Friends star Matthew Perry, who died on October 28 due to the effects of ketamine, had undergone ketamine therapy for depression.
Perry, the much-loved comedic actor, forever immortalized as Chandler Bing on the hit 1990s sitcom Friends, was found dead on October 28 at his Los Angeles home at the age of 54.
Several weeks after his death, the County of Los Angeles Department of Medical Examiner released an autopsy listing Perry’s death as acute effects of ketamine. Drowning, coronary artery disease, and buprenorphine, which is used to treat opioid use disorder, were also listed as contributing factors.
Perry, who was public about his struggles with substance abuse, had been undergoing ketamine infusion therapy more than a week before his death as part of his mental health treatment, according to a report by Yahoo! Life.
While ketamine — which can cause hallucinogenic effects, feelings of dissociation, and euphoria — became a popular club drug in the 1990s, known as “Special K,” it was also approved in 1970 by the Food and Drug Administration (FDA) to use as an anesthetic, the report noted.

**Task description:**
Could you please say which contributing factors the autopsy listed besides the acute effects of ketamine, according to the text on Matthew Perry's death?

**Record extracts:**
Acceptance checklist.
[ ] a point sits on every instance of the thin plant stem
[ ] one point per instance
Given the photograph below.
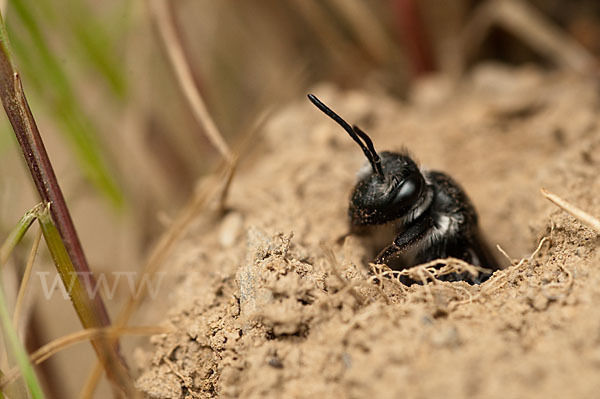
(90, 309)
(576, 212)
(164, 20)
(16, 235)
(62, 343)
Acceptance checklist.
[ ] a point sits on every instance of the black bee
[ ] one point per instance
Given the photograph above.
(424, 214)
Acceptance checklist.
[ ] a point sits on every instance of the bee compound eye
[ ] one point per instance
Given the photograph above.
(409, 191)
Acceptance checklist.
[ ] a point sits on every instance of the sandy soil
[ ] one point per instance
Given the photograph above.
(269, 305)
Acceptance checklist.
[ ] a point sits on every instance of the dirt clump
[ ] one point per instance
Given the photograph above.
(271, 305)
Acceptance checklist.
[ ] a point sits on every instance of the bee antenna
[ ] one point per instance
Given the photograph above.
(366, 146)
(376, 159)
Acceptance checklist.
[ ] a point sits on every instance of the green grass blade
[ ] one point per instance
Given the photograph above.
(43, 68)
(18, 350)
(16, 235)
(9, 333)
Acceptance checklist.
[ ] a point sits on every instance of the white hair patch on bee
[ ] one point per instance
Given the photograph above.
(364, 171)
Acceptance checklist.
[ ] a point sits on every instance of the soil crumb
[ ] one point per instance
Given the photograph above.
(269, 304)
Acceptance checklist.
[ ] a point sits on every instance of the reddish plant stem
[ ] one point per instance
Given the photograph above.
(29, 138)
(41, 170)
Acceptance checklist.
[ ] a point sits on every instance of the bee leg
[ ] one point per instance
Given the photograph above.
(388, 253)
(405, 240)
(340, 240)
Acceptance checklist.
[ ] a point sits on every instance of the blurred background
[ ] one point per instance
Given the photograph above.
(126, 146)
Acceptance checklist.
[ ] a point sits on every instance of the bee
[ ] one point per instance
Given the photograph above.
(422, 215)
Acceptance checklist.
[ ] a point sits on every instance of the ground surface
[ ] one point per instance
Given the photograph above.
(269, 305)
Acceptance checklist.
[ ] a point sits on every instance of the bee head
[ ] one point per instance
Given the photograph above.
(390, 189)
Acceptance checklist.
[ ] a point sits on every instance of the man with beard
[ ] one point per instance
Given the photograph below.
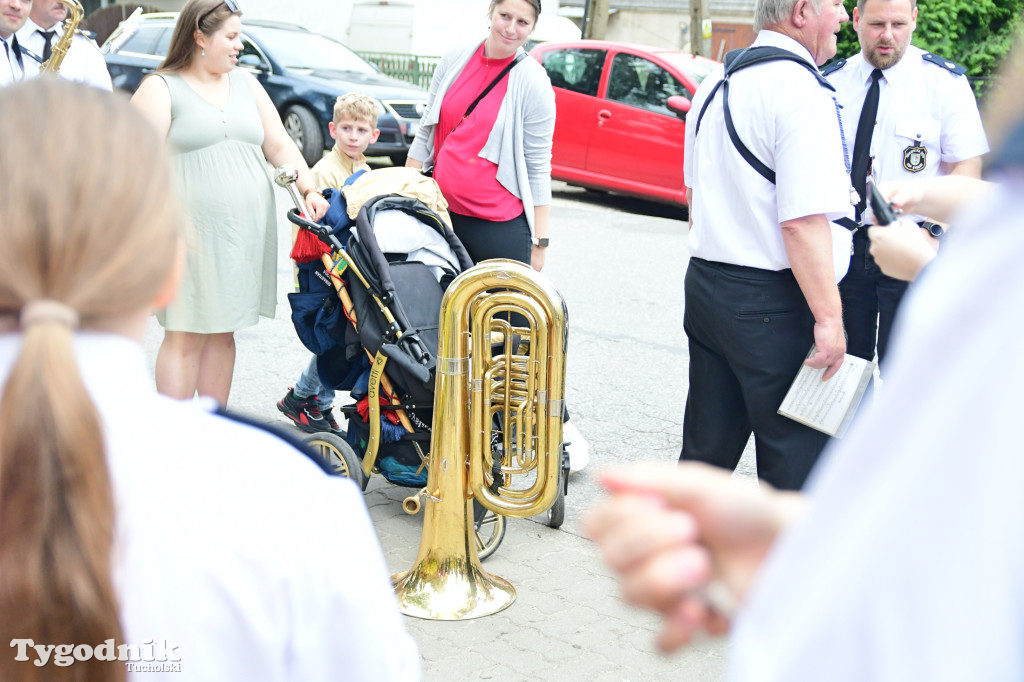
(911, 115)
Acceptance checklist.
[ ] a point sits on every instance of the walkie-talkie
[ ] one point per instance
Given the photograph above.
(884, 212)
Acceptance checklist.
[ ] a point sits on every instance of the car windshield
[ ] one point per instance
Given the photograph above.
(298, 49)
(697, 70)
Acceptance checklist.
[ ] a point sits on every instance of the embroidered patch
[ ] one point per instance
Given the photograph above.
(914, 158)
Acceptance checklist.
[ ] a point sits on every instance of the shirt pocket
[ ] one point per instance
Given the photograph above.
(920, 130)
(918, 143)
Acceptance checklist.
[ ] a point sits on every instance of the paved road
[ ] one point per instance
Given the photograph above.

**Answer to the exercise:**
Drowning, coronary artery disease, and buprenorphine.